- _What is needed_
Could you set down every record exactly as it appears?

- _Excerpts from a dataset_
#####
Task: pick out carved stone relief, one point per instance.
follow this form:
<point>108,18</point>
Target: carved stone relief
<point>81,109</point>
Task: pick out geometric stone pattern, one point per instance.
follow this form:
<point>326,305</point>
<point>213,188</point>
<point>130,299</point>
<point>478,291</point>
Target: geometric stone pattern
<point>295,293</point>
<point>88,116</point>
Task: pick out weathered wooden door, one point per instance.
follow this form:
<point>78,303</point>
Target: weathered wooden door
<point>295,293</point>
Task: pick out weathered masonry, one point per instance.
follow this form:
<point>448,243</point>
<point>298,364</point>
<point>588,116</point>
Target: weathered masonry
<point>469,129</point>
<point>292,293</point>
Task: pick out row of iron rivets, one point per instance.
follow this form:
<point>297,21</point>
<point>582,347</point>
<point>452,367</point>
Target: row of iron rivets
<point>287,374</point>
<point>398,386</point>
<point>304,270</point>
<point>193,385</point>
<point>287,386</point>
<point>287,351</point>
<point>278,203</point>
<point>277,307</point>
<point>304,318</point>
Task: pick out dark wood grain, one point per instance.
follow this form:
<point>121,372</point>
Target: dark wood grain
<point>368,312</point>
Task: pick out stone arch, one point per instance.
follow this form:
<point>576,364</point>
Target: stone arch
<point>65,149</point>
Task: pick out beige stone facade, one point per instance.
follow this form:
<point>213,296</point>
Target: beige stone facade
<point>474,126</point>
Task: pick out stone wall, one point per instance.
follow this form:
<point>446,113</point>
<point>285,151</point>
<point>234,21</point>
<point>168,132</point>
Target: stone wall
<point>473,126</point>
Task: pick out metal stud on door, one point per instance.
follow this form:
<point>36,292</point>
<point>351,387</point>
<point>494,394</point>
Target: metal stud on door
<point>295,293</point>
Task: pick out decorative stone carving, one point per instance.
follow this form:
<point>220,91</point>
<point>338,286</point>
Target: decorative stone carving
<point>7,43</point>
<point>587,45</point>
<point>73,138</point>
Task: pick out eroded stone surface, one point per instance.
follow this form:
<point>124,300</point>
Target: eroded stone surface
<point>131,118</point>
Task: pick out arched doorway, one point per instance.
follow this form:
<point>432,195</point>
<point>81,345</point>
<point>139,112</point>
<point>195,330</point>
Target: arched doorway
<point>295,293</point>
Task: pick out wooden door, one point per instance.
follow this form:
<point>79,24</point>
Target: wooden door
#####
- _Solution to this exercise_
Task: pick out carved stone relief, one point per instance.
follow this form:
<point>108,18</point>
Target: carved stone relief
<point>81,109</point>
Task: pick out geometric stone pattern, one point per instance.
follow this form:
<point>326,305</point>
<point>213,188</point>
<point>130,299</point>
<point>478,291</point>
Target: geometric stone pattern
<point>295,293</point>
<point>88,116</point>
Task: pick out weathered wooden door, one point per instance.
follow this form:
<point>78,303</point>
Target: weathered wooden door
<point>295,293</point>
Task: pick out weathered masonry, one point per instance.
follow this form:
<point>448,243</point>
<point>298,364</point>
<point>588,116</point>
Target: weathered masonry
<point>469,129</point>
<point>292,293</point>
Task: pick out row of iron rivets, one point per instance.
follow this form:
<point>297,21</point>
<point>582,347</point>
<point>452,367</point>
Target: row of iron rivets
<point>287,374</point>
<point>398,386</point>
<point>304,270</point>
<point>193,385</point>
<point>287,386</point>
<point>287,351</point>
<point>278,203</point>
<point>277,307</point>
<point>304,318</point>
Task: pick out dark wood grain, one point per instance.
follow this form:
<point>121,372</point>
Target: dark wood grain
<point>368,312</point>
Task: pick out stone arch, one point per instance.
follow this form:
<point>576,364</point>
Target: stone arch
<point>65,149</point>
Task: pick out beige stone facade, one point per instance.
follow this form:
<point>213,296</point>
Target: beige stone facade
<point>474,126</point>
Task: pick out stone wall, one point per instance.
follow this form:
<point>446,113</point>
<point>285,151</point>
<point>234,21</point>
<point>168,132</point>
Target: stone wall
<point>473,126</point>
Task: pick out metal stud on door, one point per instance.
follow this form:
<point>36,292</point>
<point>351,387</point>
<point>494,394</point>
Target: metal stud on door
<point>295,293</point>
Task: pick out decorative stone carving, one point per instance.
follow this form:
<point>220,91</point>
<point>338,286</point>
Target: decorative stone carving
<point>7,43</point>
<point>587,45</point>
<point>73,138</point>
Task: pick out eroded stone surface, one point per instance.
follow this form:
<point>124,300</point>
Target: eroded stone surface
<point>131,118</point>
Task: pick out arched doorway, one point per instance.
follow this form:
<point>432,195</point>
<point>81,345</point>
<point>139,112</point>
<point>195,330</point>
Target: arched doorway
<point>295,293</point>
Task: pick out wooden door, one point per instance.
follow this form:
<point>79,24</point>
Target: wooden door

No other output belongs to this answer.